MATERIAL SHOWN:
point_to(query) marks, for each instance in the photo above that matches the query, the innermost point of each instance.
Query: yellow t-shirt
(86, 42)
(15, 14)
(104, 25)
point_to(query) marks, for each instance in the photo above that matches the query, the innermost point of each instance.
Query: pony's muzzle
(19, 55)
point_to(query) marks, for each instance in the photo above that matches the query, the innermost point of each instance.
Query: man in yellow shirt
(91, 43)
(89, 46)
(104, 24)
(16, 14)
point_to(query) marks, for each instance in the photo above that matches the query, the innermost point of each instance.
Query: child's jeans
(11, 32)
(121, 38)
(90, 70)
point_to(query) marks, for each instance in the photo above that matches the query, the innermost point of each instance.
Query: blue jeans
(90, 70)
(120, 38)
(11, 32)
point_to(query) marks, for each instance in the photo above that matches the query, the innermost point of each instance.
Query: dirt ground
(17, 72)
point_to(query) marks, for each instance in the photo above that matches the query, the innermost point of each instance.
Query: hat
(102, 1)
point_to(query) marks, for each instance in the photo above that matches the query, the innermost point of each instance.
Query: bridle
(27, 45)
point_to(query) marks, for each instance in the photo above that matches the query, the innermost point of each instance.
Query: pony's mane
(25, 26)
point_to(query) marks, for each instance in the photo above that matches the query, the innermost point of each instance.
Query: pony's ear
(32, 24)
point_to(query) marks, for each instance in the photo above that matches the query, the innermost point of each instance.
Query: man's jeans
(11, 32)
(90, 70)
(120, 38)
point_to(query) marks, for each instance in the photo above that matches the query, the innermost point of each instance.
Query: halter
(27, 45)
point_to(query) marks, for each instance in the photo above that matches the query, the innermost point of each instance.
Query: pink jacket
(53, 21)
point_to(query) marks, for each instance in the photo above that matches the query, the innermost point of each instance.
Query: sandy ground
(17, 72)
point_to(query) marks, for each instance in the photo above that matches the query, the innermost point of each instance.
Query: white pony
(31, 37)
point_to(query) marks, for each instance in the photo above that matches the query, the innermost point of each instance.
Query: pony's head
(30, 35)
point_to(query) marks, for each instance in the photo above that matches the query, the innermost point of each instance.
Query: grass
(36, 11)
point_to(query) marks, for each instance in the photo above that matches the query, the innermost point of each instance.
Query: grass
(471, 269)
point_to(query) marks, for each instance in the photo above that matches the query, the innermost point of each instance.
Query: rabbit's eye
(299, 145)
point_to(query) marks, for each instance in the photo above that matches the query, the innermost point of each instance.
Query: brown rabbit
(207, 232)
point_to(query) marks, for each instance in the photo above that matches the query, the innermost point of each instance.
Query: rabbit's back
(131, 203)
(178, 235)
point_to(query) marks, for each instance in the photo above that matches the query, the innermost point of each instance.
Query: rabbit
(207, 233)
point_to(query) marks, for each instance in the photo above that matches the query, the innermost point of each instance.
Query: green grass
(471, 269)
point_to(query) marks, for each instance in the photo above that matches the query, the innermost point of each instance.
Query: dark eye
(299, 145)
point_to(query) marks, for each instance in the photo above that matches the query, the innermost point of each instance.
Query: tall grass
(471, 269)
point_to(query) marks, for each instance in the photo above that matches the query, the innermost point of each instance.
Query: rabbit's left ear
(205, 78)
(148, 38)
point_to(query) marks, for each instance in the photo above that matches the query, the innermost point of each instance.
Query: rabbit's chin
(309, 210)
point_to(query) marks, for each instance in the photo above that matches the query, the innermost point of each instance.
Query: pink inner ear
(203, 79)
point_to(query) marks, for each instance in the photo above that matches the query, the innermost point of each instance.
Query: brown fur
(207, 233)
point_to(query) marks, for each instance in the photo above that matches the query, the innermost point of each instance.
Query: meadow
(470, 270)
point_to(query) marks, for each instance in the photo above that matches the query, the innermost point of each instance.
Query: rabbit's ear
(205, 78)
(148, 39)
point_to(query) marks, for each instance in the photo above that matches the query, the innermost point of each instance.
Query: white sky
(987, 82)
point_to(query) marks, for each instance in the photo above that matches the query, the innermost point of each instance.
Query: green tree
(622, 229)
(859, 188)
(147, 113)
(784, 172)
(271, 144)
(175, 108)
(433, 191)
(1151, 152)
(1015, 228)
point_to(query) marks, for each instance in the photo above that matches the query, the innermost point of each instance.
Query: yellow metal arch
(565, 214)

PROBLEM TO SOLVE: In full and without alteration, return the listing above.

SOLUTION:
point_to(query) marks, for each instance in the photo above that matches the query, the innermost point of each instance.
Query: yellow t-shirt
(86, 42)
(15, 14)
(104, 25)
point_to(query) marks, for each instance in the photo above that matches the query, the innermost point of each instance.
Query: pony's muzzle
(19, 55)
point_to(query) marks, for each instance in the photo above that matches the query, the innermost point of each instance.
Query: man in yellow shirt
(91, 43)
(89, 46)
(104, 24)
(16, 14)
point_to(query) marks, for each instance in the photo above that matches the query, the innermost point of each instance.
Query: child's jeans
(11, 32)
(121, 38)
(90, 70)
point_to(query) marks, for each instance in the photo above that matches the query, the innermost point of each instance.
Query: blue jeans
(90, 70)
(120, 38)
(11, 32)
point_to(query) marks, for each instance in the photo above that matches the query, the innermost point of each instance.
Query: dirt ground
(17, 72)
point_to(query) marks, for each instance in the photo above that matches the query, the innermost point of each instance.
Query: hat
(102, 1)
point_to(query) marks, for each instance in the photo above that matches the query, the innermost point of each instance.
Query: bridle
(27, 45)
point_to(query) marks, for each instance in the photo above that matches the query, the innermost point of each instance.
Query: pony's mane
(25, 26)
point_to(query) marks, for each instance in the photo above that matches the query, the innermost point of each instance.
Query: pony's ear
(32, 24)
point_to(query) marks, for each instance in the photo above that matches the query, the innermost point of each instance.
Query: man's jeans
(11, 32)
(90, 70)
(120, 38)
point_to(query) marks, for each instance in the photo above that matches the query, the innermost point of each instance.
Query: halter
(27, 45)
point_to(query) marks, for each instance in the photo above that matches the query, the innermost point of each instance.
Query: pink jacket
(53, 21)
point_to(query) marks, for each instance in the photo above that matches the query, the innermost point of each instance.
Query: sandy ground
(17, 72)
point_to(query) marks, for each instance in the photo above that matches the query, the innermost point of each instance.
Query: white pony
(31, 37)
point_to(query) marks, for each instance in the photo above that matches the query, the innermost point of each instance.
Query: pony's head
(30, 35)
point_to(query) marks, for each instance in the photo above that matches the query, the innermost point of each instance.
Query: grass
(36, 11)
point_to(query) marks, for each instance in the photo above that matches the query, the innermost point of each instance.
Query: grass
(471, 269)
point_to(query) marks, for each instance in the photo above that matches the query, the innermost point of each instance.
Query: rabbit's eye
(299, 145)
point_to(query) marks, for each instance in the photo above that matches the query, the innermost point of each instance.
Query: brown rabbit
(207, 232)
point_to(query) marks, for each instance in the photo above that matches the query, the innermost point of each instance.
Query: rabbit's back
(131, 203)
(178, 235)
point_to(query) marks, for each instance in the photo above that matches the query, the innermost point of each instance.
Query: rabbit
(207, 233)
point_to(query) marks, for each instance in the photo above that matches the query, the innermost point of each instance.
Query: green grass
(471, 269)
point_to(query) marks, for each instance in the photo above that matches the query, the innermost point of each instance.
Query: dark eye
(299, 145)
point_to(query) marks, for each instance in the photo above that matches the query, the innermost point of each instance.
Query: tall grass
(471, 269)
point_to(query) marks, for each instance in the photo above that matches the query, the innermost point of each instance.
Query: rabbit's left ear
(205, 78)
(148, 38)
point_to(query) marks, for each instance in the photo above that matches the query, the innermost point of each instance.
Query: rabbit's chin
(309, 210)
point_to(query) marks, for each instance in the photo above that matches the query, the innermost point of each instance.
Query: pink inner ear
(203, 79)
point_to(query) marks, for each instance in the photo above that matches the query, the innermost point of each instance.
Query: brown fur
(207, 233)
point_to(query) marks, for each instance in the photo above that matches the query, the innermost point of each instance.
Query: meadow
(470, 270)
point_to(query) marks, for each instance in the photo above that matches the query, the innermost point of each instance.
Query: rabbit's ear
(205, 78)
(148, 39)
point_to(query) marks, for each instance in the photo above that matches the query, the innermost point of each instance.
Query: white sky
(987, 82)
point_to(query) marks, for each instance in the photo above that matches the query, the innermost point of each instance.
Query: green tree
(622, 229)
(859, 188)
(147, 113)
(784, 172)
(271, 144)
(175, 108)
(433, 191)
(1151, 152)
(1015, 228)
point_to(query) marks, for each instance in the photo above that matches the query, the innermost point of each instance.
Query: yellow metal arch
(565, 214)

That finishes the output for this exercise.